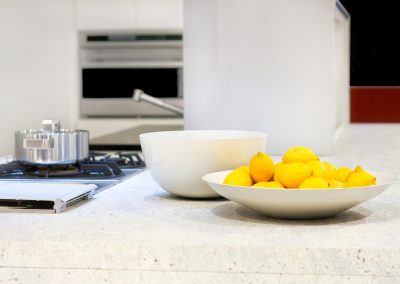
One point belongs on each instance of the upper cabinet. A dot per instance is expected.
(129, 14)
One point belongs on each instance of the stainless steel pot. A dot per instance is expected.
(51, 145)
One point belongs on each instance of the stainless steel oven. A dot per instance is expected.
(113, 65)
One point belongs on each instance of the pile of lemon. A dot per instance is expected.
(300, 168)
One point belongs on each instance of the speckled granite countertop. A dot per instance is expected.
(137, 232)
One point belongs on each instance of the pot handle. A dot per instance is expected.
(38, 143)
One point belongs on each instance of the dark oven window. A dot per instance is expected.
(120, 83)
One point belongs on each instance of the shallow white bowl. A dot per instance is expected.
(297, 203)
(178, 159)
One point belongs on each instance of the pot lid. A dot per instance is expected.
(51, 125)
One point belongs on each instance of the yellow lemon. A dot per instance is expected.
(299, 154)
(342, 173)
(318, 168)
(293, 174)
(238, 177)
(261, 167)
(330, 172)
(359, 177)
(269, 184)
(314, 182)
(277, 169)
(244, 168)
(334, 183)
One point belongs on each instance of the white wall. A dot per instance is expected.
(38, 65)
(263, 65)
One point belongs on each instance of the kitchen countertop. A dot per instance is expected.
(137, 232)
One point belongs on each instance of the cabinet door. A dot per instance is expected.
(105, 14)
(159, 14)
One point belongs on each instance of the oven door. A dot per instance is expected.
(107, 91)
(113, 65)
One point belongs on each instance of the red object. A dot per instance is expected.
(375, 104)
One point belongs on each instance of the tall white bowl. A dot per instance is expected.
(178, 159)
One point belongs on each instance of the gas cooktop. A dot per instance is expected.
(100, 171)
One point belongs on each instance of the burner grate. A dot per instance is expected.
(98, 166)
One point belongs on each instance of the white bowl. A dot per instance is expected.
(297, 203)
(178, 159)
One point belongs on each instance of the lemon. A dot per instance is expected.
(293, 174)
(330, 172)
(318, 168)
(261, 167)
(244, 168)
(269, 184)
(299, 154)
(342, 173)
(277, 169)
(334, 183)
(238, 177)
(359, 177)
(314, 182)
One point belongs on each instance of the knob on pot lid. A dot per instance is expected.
(51, 125)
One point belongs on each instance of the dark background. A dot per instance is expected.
(375, 47)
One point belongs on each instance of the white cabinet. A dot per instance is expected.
(128, 14)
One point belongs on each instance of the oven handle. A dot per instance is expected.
(139, 95)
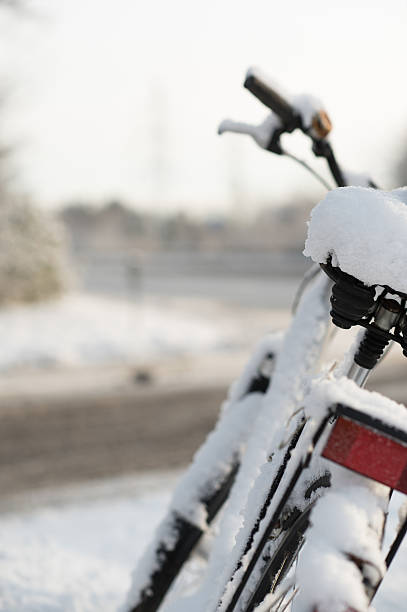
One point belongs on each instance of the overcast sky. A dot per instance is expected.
(121, 98)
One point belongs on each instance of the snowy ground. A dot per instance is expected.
(81, 329)
(73, 550)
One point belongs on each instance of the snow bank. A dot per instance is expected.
(364, 231)
(87, 330)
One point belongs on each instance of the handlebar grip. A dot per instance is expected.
(258, 86)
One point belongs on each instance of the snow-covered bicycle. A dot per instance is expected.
(291, 489)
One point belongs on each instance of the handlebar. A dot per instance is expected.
(259, 85)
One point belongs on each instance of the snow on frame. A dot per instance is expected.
(365, 232)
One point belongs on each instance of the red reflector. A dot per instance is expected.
(369, 453)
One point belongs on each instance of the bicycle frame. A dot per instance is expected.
(248, 458)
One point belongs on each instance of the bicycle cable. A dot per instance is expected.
(305, 164)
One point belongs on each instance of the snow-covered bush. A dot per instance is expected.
(32, 253)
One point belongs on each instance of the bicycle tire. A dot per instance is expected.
(277, 566)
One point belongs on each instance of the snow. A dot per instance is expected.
(211, 465)
(77, 557)
(74, 551)
(81, 329)
(305, 104)
(364, 231)
(299, 353)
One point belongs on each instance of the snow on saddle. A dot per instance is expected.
(364, 232)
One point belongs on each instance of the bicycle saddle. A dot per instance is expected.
(363, 232)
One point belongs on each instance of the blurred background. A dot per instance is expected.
(141, 255)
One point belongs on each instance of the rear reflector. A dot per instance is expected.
(368, 452)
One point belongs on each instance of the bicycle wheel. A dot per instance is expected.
(277, 565)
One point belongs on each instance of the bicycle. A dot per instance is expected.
(319, 443)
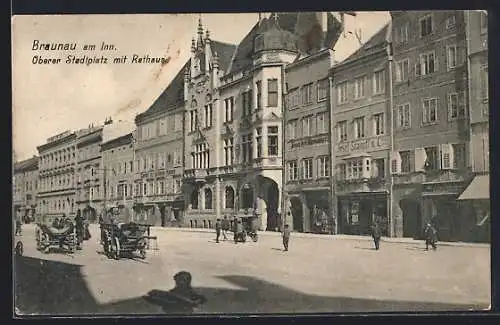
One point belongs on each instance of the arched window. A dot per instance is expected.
(229, 195)
(194, 200)
(247, 197)
(208, 199)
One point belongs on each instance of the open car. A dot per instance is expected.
(61, 235)
(120, 239)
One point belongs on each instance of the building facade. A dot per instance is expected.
(117, 160)
(430, 165)
(307, 143)
(234, 117)
(159, 159)
(362, 139)
(57, 170)
(89, 173)
(25, 181)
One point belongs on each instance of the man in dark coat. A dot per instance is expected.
(376, 234)
(430, 236)
(286, 237)
(218, 228)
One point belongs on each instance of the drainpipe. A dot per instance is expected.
(333, 196)
(284, 92)
(391, 143)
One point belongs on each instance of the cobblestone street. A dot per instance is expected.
(316, 275)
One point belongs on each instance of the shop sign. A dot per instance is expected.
(309, 142)
(370, 144)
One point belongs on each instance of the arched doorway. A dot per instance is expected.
(297, 214)
(412, 218)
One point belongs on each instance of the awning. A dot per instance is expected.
(478, 189)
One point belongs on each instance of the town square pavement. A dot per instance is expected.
(317, 274)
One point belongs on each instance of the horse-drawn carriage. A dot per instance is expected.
(60, 233)
(120, 239)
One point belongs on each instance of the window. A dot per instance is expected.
(451, 56)
(258, 139)
(228, 109)
(321, 126)
(293, 98)
(208, 116)
(404, 116)
(342, 92)
(247, 147)
(379, 82)
(459, 159)
(378, 124)
(272, 141)
(450, 21)
(193, 118)
(432, 158)
(324, 166)
(359, 127)
(272, 92)
(484, 83)
(322, 89)
(208, 199)
(401, 35)
(342, 131)
(425, 26)
(228, 152)
(405, 161)
(456, 107)
(293, 170)
(247, 103)
(306, 94)
(402, 70)
(355, 169)
(258, 84)
(292, 129)
(427, 64)
(359, 87)
(307, 168)
(429, 110)
(306, 126)
(229, 197)
(379, 165)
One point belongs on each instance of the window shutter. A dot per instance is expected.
(420, 159)
(446, 156)
(396, 163)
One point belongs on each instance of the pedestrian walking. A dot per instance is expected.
(430, 236)
(286, 237)
(218, 228)
(376, 234)
(225, 227)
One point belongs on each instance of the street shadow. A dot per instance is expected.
(49, 287)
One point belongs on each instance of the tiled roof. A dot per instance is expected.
(373, 44)
(25, 165)
(170, 98)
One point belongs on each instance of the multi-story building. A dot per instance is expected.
(25, 181)
(159, 158)
(361, 140)
(117, 150)
(56, 168)
(89, 172)
(477, 192)
(233, 120)
(429, 164)
(307, 144)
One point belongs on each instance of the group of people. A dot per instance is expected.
(430, 234)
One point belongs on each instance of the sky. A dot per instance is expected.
(51, 98)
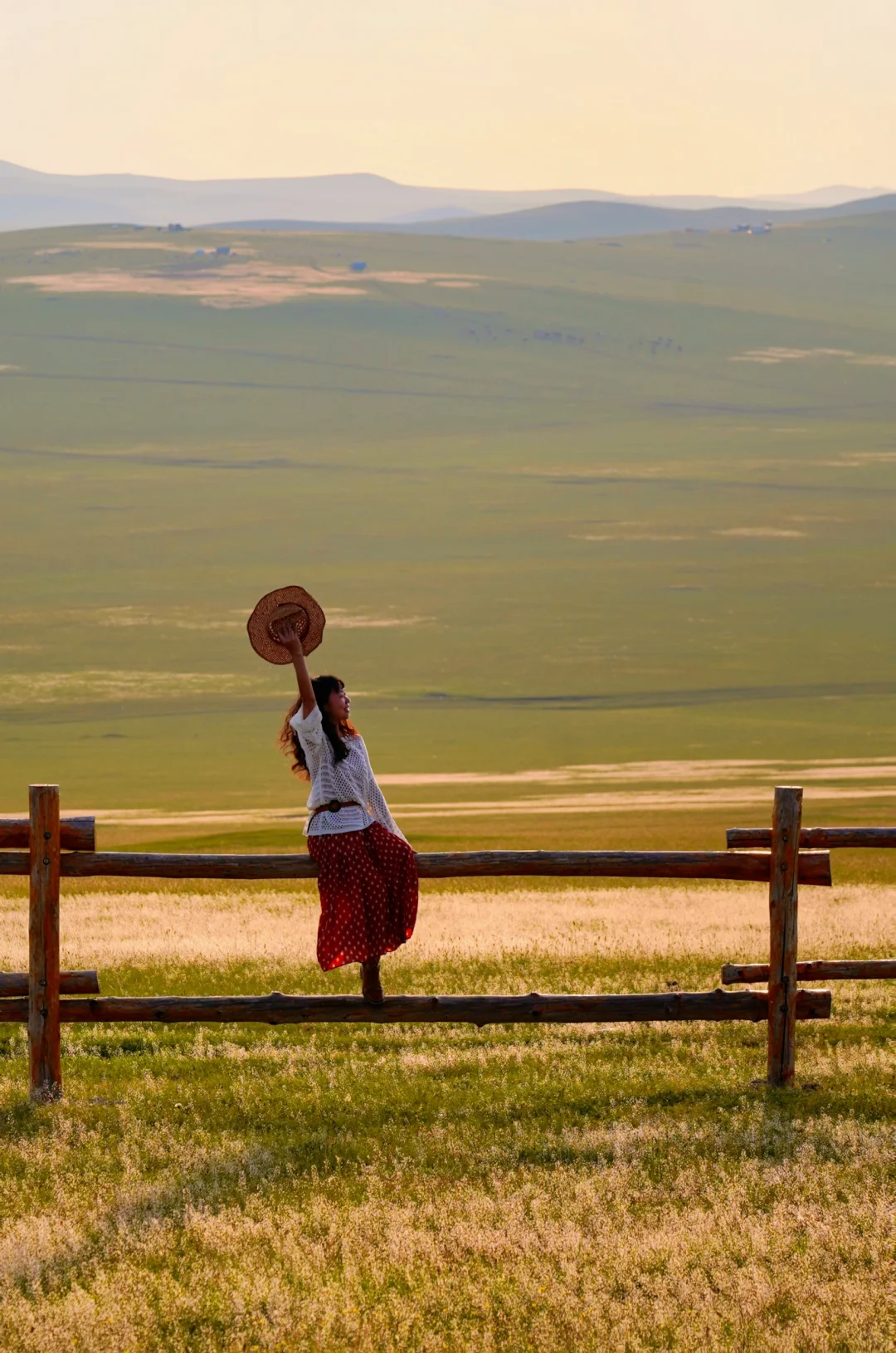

# Exercise instructions
Give back every entry in its exact wording, leaving the pictures out.

# Answer to this task
One point belongs on each instance of the upper cabinet. A dot per instance is expected.
(129, 14)
One point belongs on each instance of the stainless steel pot. A dot per instance is expected.
(51, 145)
One point belongs on each instance of the stainless steel oven. A dot per instance is expected.
(113, 65)
One point belongs on each instance of the pile of lemon. A dot per instance is expected.
(300, 168)
One point belongs on each instance of the speckled granite countertop. A dot per instance is expected.
(137, 232)
One point belongs on each instance of the pot handle. A dot per instance is expected.
(38, 143)
One point belongs on each instance of the dark oven window. A dot per instance is expected.
(120, 83)
One point belongs on each instance of the shallow white bowl. A dot per instance is expected.
(297, 203)
(178, 159)
One point belongs on each instance of the pot lid. A dot per instance is expected.
(51, 125)
One point belongs on each instance of the yellow lemon. A dot per instance is expected.
(299, 154)
(342, 173)
(318, 168)
(293, 174)
(238, 177)
(261, 167)
(330, 172)
(359, 177)
(269, 184)
(314, 182)
(277, 169)
(244, 168)
(334, 183)
One point belongs on each instance of the white wall. A dot per instance is expected.
(38, 65)
(263, 65)
One point belongs on each instance of the kitchen countertop. A dot per instance is expected.
(137, 232)
One point belongs on each instance of the cabinet door. A dot per instance is expected.
(105, 14)
(159, 14)
One point belongs on each instance of the oven door. A dot per instance is expected.
(107, 91)
(113, 65)
One point belongs on each instance of the red object. A dot per instance is expected.
(375, 104)
One point belongs on each instance of the tall white bowl. A dot per instance is expected.
(178, 159)
One point belongs on each instance of the gas cooktop. A dot per instance is expected.
(100, 171)
One point belongs on each instance of the burner grate. A dot per instance is expected.
(98, 166)
One point belongs on each instance of the white bowl. A dot per instance is expected.
(297, 203)
(178, 159)
One point belongs on each instance of the lemon. A dot per instance is expected.
(293, 174)
(330, 172)
(318, 168)
(261, 167)
(244, 168)
(269, 184)
(299, 154)
(342, 173)
(277, 169)
(334, 183)
(238, 177)
(359, 177)
(314, 182)
One point belongs on each instance of the knob on pot lid. A dot per instance is expected.
(51, 125)
One point belongs on each instance of the dark background. A dot per instance is expected.
(375, 47)
One point belongs on each instance of the white cabinet. A dot per instance is expected.
(128, 14)
One point belongs on each instance of the oven handle. A dot per instance is expected.
(139, 95)
One point belongs on each instance of the overcast sky. A dot per instance is expected.
(121, 98)
One point belongs on each instance of the snowy ground. A dot per instance is expected.
(81, 329)
(73, 550)
One point belongs on each instance of the snow bank. A dot per instance is expected.
(364, 231)
(87, 330)
One point belongs on each instance of the handlebar grip. A dot per instance is expected.
(258, 86)
One point belongs on each instance of the snow-covered bicycle. A dot per instance is expected.
(291, 489)
One point belongs on each instance of the handlebar. A dot per instance is expected.
(259, 85)
One point belongs on each instance of the snow on frame. A dot per instance is expected.
(365, 232)
One point belongs on each instance of the red reflector. A dot per instance is expected.
(369, 453)
One point belongs on each instance of the bicycle frame. A dot per instance is expected.
(248, 458)
One point belongs on each instance of the bicycle cable. A dot per instance is expected.
(305, 164)
One point belongs on each instance of the snow-covered bush. A dot per instance is expected.
(32, 253)
One point belongs on each instance of the bicycle tire. A dot per instance is expected.
(277, 566)
One point belongs on each instance of the snow. A dot per instance is expected.
(211, 465)
(77, 557)
(74, 551)
(81, 329)
(305, 104)
(364, 231)
(299, 353)
One point belongs on each instance of the snow on saddle. A dot per instance is expected.
(364, 232)
One point belongs on each instance of the bicycle saddle. A dot per instance is expected.
(363, 232)
One point belongs on each instance of the blurred background. A dot per instance is expected.
(141, 255)
One point belongs on each instance of the rear reflector. A dot per instance is expected.
(368, 452)
One point belongs on each instance of the bicycle wheel. A dot per instance is expected.
(277, 565)
One point belongs on each instance of the bicycle. A dot per instance is expected.
(319, 443)
One point belongs on each instance of the arched window. A dot per instance is expected.
(229, 195)
(194, 200)
(247, 197)
(208, 199)
One point belongs on each instance of the open car. A dot per instance is expected.
(61, 235)
(120, 239)
One point belongs on each instance of the building facade. A dot per instance is expected.
(117, 160)
(430, 165)
(307, 143)
(234, 117)
(159, 159)
(362, 139)
(57, 170)
(89, 173)
(25, 181)
One point belongs on each instance of the man in dark coat. A dot per instance is expected.
(376, 234)
(430, 236)
(286, 237)
(218, 228)
One point belongs on each instance of the drainpipe. A dot per instance is expected.
(333, 196)
(284, 92)
(391, 143)
One point belongs on each instance of the cobblestone street. A dot per instance is expected.
(316, 275)
One point belongs on each instance of the shop sign. A dot per instance is expected.
(309, 142)
(370, 144)
One point belongs on each instance of the arched doorway. A dot per instance is expected.
(297, 214)
(412, 218)
One point belongs on each instance of the awning. A dot per instance is expected.
(478, 189)
One point belongs on each instance of the town square pavement. A dot per instance is expected.
(317, 274)
One point belongs on each instance of the horse-drawn carriage. A dot per instance is expected.
(60, 233)
(120, 239)
One point belongs on each instance of the window. A dot per instance is expected.
(451, 56)
(258, 139)
(228, 109)
(321, 126)
(293, 98)
(208, 116)
(404, 116)
(342, 92)
(247, 147)
(379, 82)
(459, 159)
(378, 124)
(272, 141)
(450, 21)
(193, 118)
(432, 158)
(324, 166)
(359, 127)
(272, 92)
(484, 83)
(322, 89)
(208, 199)
(401, 35)
(342, 131)
(425, 26)
(228, 152)
(405, 161)
(456, 107)
(293, 170)
(247, 103)
(306, 94)
(402, 70)
(355, 169)
(258, 84)
(292, 129)
(427, 64)
(359, 87)
(307, 168)
(429, 110)
(306, 126)
(229, 197)
(379, 165)
One point belongs on each instance of the window shutter. A dot per instance is expected.
(420, 159)
(446, 156)
(396, 163)
One point belongs on each instance of the pedestrian walking. A dot per instance is expected.
(430, 236)
(286, 237)
(218, 228)
(376, 234)
(225, 227)
One point belongs on each instance of the street shadow. A dot per instance is expected.
(49, 287)
One point belongs on each instance of the tiled roof. A dot per instance is expected.
(373, 44)
(25, 165)
(170, 98)
One point belongs on each instance of the multi-story building. A dot per instance is expected.
(25, 181)
(159, 158)
(361, 140)
(117, 150)
(56, 168)
(89, 172)
(477, 192)
(233, 120)
(429, 164)
(307, 144)
One point belongs on each instance of the group of people. A dot per instance is expected.
(430, 234)
One point belongs on each instance of the sky. A dot per instance is expected.
(51, 98)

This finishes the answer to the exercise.